╭─ RECORDS FOR THIS EXERCISE
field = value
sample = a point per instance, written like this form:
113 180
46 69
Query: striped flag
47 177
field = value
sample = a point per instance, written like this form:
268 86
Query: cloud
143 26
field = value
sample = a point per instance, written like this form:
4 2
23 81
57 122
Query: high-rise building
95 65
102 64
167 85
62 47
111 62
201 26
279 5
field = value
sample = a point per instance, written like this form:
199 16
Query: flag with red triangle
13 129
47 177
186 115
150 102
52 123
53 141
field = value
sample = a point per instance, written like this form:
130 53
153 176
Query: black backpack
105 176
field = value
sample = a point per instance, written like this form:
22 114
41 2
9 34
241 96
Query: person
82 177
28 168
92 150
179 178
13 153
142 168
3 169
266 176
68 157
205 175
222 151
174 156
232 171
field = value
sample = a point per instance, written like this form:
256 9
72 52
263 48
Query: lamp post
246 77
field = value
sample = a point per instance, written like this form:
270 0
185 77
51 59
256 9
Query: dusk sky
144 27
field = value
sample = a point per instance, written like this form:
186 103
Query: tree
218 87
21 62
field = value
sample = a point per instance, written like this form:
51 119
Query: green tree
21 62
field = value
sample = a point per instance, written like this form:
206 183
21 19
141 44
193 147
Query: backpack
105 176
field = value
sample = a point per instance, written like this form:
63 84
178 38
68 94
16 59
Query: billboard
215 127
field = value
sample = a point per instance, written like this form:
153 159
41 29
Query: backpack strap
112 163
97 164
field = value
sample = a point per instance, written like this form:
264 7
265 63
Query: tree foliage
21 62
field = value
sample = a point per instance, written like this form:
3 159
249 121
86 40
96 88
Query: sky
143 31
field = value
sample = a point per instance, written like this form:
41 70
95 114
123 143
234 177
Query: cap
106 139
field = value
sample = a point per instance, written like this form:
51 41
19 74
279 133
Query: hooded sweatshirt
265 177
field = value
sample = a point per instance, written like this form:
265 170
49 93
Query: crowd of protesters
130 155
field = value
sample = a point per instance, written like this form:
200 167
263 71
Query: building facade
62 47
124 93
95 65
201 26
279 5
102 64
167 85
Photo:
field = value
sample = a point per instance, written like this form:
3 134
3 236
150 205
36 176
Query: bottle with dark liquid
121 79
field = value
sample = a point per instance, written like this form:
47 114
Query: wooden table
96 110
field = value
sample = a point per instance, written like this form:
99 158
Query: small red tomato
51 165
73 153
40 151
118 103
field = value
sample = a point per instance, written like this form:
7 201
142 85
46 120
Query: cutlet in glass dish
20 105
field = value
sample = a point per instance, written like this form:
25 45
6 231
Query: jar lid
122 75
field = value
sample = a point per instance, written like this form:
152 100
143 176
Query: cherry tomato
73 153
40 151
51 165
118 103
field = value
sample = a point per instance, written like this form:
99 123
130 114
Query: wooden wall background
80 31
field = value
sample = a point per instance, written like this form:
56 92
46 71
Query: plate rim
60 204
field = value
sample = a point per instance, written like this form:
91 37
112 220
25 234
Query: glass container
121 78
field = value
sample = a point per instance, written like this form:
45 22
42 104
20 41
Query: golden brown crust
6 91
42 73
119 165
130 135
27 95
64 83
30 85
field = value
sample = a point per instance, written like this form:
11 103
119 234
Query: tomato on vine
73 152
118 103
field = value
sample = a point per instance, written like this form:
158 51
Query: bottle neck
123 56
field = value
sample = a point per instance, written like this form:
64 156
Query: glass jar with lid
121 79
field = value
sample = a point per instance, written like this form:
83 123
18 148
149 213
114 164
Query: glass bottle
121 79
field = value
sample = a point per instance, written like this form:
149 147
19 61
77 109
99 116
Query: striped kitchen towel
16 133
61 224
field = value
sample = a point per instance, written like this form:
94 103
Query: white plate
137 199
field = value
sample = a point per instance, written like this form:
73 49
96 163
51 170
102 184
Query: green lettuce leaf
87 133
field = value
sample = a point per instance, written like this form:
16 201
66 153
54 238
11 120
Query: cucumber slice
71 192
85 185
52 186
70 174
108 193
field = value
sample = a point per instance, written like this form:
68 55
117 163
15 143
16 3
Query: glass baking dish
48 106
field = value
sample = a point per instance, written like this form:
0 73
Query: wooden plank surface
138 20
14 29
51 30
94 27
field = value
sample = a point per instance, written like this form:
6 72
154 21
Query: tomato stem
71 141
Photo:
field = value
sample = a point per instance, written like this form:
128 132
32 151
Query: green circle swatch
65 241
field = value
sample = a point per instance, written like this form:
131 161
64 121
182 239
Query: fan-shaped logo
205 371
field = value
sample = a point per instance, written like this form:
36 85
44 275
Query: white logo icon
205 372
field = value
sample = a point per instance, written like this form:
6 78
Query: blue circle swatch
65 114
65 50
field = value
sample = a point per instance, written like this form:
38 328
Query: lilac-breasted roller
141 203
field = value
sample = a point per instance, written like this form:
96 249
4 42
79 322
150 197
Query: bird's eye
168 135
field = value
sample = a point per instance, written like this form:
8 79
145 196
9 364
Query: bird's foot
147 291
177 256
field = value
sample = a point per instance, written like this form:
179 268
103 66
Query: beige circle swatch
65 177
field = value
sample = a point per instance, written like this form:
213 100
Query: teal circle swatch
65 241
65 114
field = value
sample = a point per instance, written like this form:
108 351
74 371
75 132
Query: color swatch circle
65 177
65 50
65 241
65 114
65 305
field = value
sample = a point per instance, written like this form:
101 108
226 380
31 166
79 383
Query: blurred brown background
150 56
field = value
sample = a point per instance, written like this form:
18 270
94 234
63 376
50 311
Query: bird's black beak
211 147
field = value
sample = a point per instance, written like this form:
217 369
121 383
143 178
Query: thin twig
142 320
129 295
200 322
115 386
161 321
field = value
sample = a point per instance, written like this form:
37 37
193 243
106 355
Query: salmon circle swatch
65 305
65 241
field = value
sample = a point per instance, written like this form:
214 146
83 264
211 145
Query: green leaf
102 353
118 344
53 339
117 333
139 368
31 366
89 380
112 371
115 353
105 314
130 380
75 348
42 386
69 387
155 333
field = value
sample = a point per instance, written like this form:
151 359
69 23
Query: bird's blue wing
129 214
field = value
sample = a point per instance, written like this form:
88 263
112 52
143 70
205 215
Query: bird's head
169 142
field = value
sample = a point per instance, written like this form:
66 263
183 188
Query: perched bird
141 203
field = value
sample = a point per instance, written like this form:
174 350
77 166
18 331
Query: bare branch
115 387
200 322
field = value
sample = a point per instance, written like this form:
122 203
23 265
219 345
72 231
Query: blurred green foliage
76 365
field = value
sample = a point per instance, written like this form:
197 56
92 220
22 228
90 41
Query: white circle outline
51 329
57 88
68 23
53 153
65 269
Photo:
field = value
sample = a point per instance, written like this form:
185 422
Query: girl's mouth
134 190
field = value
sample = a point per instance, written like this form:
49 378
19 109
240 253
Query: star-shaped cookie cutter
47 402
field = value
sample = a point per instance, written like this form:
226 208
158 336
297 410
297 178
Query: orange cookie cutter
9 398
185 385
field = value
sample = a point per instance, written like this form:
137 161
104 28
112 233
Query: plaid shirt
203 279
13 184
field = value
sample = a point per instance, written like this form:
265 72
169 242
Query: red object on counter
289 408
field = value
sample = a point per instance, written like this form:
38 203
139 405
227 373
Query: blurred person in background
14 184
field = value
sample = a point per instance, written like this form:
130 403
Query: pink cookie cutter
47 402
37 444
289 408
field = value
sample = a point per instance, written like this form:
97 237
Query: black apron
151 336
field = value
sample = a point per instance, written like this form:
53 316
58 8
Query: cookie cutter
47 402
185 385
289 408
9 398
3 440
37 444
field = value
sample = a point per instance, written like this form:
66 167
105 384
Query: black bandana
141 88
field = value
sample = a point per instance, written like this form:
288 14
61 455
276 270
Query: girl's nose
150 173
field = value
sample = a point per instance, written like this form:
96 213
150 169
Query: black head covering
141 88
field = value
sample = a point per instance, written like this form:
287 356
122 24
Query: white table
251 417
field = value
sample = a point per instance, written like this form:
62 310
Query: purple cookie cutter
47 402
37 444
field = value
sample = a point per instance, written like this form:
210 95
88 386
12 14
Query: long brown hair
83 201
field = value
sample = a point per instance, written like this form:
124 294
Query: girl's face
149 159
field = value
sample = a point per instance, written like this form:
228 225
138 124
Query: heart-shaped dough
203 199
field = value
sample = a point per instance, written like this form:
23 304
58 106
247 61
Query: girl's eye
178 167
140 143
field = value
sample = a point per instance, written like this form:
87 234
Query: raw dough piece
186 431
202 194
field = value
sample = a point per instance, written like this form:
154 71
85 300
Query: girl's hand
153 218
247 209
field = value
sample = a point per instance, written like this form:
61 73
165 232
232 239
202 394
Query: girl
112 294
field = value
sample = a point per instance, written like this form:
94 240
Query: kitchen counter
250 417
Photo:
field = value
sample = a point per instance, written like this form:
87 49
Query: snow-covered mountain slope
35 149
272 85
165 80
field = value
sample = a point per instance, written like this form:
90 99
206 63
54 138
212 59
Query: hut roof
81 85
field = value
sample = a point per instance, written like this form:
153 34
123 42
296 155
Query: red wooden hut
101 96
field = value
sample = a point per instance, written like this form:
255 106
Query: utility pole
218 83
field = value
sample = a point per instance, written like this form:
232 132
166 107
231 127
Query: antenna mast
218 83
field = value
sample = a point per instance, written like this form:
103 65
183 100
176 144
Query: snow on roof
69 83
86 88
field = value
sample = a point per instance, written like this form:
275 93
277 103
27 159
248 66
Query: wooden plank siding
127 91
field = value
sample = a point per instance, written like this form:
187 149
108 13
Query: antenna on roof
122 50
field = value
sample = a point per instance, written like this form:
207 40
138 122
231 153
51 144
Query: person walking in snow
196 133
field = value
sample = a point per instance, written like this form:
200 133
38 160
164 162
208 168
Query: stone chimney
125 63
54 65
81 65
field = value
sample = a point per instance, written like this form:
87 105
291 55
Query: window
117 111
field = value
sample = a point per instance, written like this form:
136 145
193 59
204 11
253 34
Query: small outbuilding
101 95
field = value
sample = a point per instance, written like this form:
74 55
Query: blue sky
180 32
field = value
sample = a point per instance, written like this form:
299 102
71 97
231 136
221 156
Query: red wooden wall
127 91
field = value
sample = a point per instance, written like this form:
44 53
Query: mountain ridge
╰─
• _INSTRUCTION_
Copy every line in the records above that contains the word "logo".

• _RESPONSE TO THIS EXERCISE_
Query: fan-shaped logo
Query: white logo icon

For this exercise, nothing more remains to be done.